[Coordinate annotation records]
== == ==

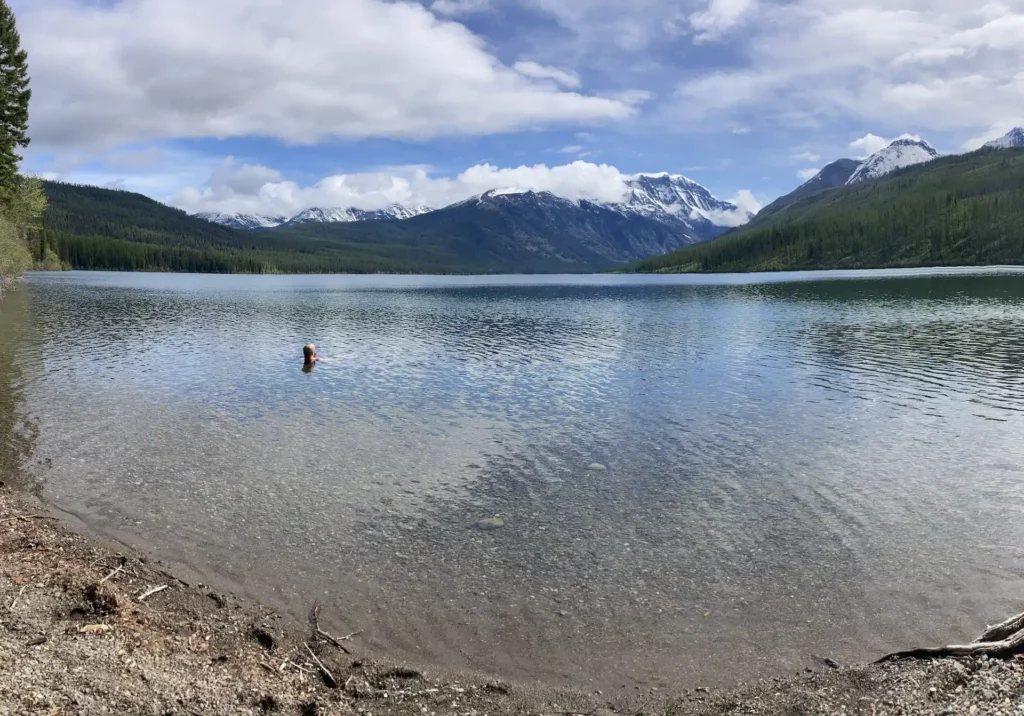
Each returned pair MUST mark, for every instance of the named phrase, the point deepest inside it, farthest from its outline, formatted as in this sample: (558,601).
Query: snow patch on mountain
(393,212)
(675,199)
(902,153)
(1015,137)
(246,221)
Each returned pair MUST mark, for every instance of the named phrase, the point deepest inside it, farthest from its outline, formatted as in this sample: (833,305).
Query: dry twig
(324,635)
(152,592)
(113,574)
(999,640)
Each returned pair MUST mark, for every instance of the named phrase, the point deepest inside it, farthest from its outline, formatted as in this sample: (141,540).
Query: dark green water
(829,467)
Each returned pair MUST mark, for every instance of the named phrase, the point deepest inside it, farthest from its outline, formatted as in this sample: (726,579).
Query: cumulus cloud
(805,157)
(459,7)
(868,144)
(299,71)
(720,16)
(249,188)
(940,65)
(237,187)
(994,132)
(540,72)
(747,206)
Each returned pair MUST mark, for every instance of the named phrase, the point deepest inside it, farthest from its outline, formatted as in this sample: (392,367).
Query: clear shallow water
(794,467)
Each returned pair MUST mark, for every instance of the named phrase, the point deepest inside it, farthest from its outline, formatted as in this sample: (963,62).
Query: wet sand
(91,627)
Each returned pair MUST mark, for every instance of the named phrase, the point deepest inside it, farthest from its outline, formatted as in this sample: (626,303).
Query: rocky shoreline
(94,628)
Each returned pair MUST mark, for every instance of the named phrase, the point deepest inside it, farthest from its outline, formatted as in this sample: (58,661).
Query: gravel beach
(88,627)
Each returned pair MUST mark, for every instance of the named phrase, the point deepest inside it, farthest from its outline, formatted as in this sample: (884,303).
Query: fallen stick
(324,635)
(1003,630)
(332,682)
(113,574)
(1010,643)
(152,592)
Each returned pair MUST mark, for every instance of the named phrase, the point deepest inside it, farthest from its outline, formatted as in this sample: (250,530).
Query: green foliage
(92,227)
(14,96)
(963,210)
(14,256)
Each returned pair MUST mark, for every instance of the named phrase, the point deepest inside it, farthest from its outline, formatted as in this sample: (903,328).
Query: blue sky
(273,106)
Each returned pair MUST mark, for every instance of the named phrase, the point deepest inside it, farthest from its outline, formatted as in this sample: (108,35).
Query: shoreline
(97,628)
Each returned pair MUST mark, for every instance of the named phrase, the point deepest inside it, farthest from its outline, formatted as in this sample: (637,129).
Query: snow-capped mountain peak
(238,220)
(902,153)
(344,215)
(1015,137)
(315,214)
(677,199)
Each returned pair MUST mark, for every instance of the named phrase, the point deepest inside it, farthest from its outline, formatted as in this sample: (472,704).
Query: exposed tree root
(1003,639)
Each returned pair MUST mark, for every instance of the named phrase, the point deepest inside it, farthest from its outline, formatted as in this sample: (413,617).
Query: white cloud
(540,72)
(805,157)
(931,65)
(720,16)
(459,7)
(747,204)
(868,144)
(236,187)
(135,159)
(299,71)
(994,132)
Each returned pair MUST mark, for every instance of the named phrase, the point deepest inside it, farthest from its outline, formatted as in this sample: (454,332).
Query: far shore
(90,627)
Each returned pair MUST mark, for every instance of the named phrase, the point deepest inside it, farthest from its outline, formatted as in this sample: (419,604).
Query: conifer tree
(14,96)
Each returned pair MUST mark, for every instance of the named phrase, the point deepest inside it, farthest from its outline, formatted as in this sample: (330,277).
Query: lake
(594,480)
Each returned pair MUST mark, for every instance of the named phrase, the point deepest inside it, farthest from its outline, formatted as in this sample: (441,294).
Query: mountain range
(958,210)
(520,230)
(900,154)
(672,200)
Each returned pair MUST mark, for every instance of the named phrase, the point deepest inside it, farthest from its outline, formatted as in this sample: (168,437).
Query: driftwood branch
(1001,639)
(113,574)
(150,593)
(1003,630)
(320,633)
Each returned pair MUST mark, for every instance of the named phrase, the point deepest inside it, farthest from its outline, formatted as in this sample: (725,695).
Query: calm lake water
(793,466)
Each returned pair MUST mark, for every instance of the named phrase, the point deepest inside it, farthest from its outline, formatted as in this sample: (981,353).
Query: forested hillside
(99,228)
(958,210)
(91,227)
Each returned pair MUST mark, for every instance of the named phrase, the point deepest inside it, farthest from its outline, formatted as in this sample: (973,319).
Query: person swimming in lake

== == ==

◆ **Short task**: Please write out all the records above again, swapping "deepest" for "innermost" wherever it occurs and changing nothing else. Omit the pictures from your answer.

◆ **Correct answer**:
Each returned pair MUST mark, for every instance of the named phrase, the point innermost inside it, farthest from its outline, formatted as in this sample: (558,601).
Query: snow patch on mountain
(393,212)
(675,199)
(902,153)
(1015,137)
(246,221)
Each returned pair MUST mark, for every instance of the named phrase, the point innermost inside it, farthest from its outline, formatted as in this sample: (833,305).
Query: dry twig
(324,635)
(152,592)
(113,574)
(999,640)
Each returned pair MUST mark, for every instance of the named phrase, the point innermost inside it, farthest from its outline, formatted as in this sample: (141,540).
Query: dark green water
(829,467)
Each returned pair MUST mark, for every instance of the named phrase, the point innermost inside it, farthest from its outline, formatted as in this sample: (726,579).
Query: cumulus cloud
(805,157)
(459,7)
(868,144)
(299,71)
(720,16)
(249,188)
(940,65)
(237,187)
(994,132)
(540,72)
(747,206)
Each returned pair MUST mark, for every instance of the named phrase, the point innermost inside it, farthest from its outline, formatted as in this sample: (392,367).
Query: clear shallow water
(794,467)
Each returned pair MUST mark, for every instance of the named phrase, the point innermost inside it, farthest from its outline, formatted as in this sample: (963,62).
Query: wet sand
(91,627)
Each returned pair MUST mark, for every instance of the named phrase, the point innermost inside it, farthest from its outline, formatted as in this sample: (626,303).
Query: rocky shoreline
(94,628)
Each returned pair MUST mark, for every instance of the named phrase, the point innermost inside it, farthest from its outline, formatted as in this sample: (58,661).
Query: gravel beach
(88,627)
Each returned pair MUST mark, for every instance of the named phrase, the point innermost inside it, farthest from its outline, formatted as in this sample: (884,303).
Query: fallen stick
(324,635)
(1003,630)
(332,682)
(113,574)
(1010,643)
(152,592)
Each returned pair MUST mark, for every instance of the named phrase, the point innermost inside it, farthest from its outline, formatted as in this sample: (250,530).
Query: green foliage
(92,227)
(14,96)
(963,210)
(14,256)
Each returned pair MUST mark, for every instance of the named phrase, the point innermost inside it, farthest from its outline, formatted as in this sample: (903,328).
Query: blue sky
(273,106)
Each returned pair MUST mark, for every instance of the named phrase, the point innermost inside it, farthest from its outline, formatted as in this sample: (108,35).
Query: shoreline
(97,628)
Each returned pair MUST mark, for every instance of the named phrase, the point innermost inside it, farthest from its outline, formatted as in this sample: (637,129).
Query: snow-capped mountain peak
(238,220)
(902,153)
(344,215)
(1015,137)
(315,214)
(677,199)
Each returned pair MUST mark, for every instance of the named phrase, the point innermost inside it, farthest from its outline, formatted as in this sample: (472,704).
Query: exposed tree root
(1003,639)
Each returned pair MUST mark, for every instance of the named phrase, the point innermost inside it, farthest from its outline, formatted as in this sample: (413,617).
Query: white cloud
(540,72)
(805,157)
(931,65)
(720,16)
(459,7)
(747,204)
(868,144)
(236,187)
(135,159)
(299,71)
(994,132)
Each returned pair MUST mark, for every instance of the named phrase, the point innermost inside it, farthest from its outline, formatted as in this sample: (454,332).
Query: far shore
(90,627)
Each returned pair MUST mark, for every instance of the named phrase, the point innermost inside it, farthest from its outline, formatted as in this sample: (419,604).
Query: conifer tree
(14,96)
Each returned pair MUST mark, for every instance of the named phrase, the point innermost inside it, farthest from its outline, formatted as in this sample: (330,277).
Query: lake
(594,480)
Each returned pair MUST mark, for every instance of the named phrase, the point innermost inside it, farthest from its outline, formatted as in this sample: (441,294).
Query: mountain range
(958,210)
(520,230)
(900,154)
(672,200)
Each returned pair MUST mark, for every instance of the named phrase, the point innermost inside it, farthest from its outline, formatted as in this sample: (168,437).
Query: driftwood branch
(1001,639)
(113,574)
(150,593)
(1003,630)
(320,633)
Each returned pair MUST mark, for every instance of the named phrase, the point innermost inside it, farthest from its outline, formatted as in this sample: (725,695).
Query: calm lake water
(793,466)
Each returned pair MUST mark, for every instance of the named phrase, the point innermost inside it, farthest from its outline, formatted as in this sample: (981,353).
Query: forested hillside
(99,228)
(958,210)
(91,227)
Each returned pair MUST mark, for every instance of the named phrase, the point innermost inside it, farthest from its outline, formatted as in this sample: (973,319).
Query: person swimming in lake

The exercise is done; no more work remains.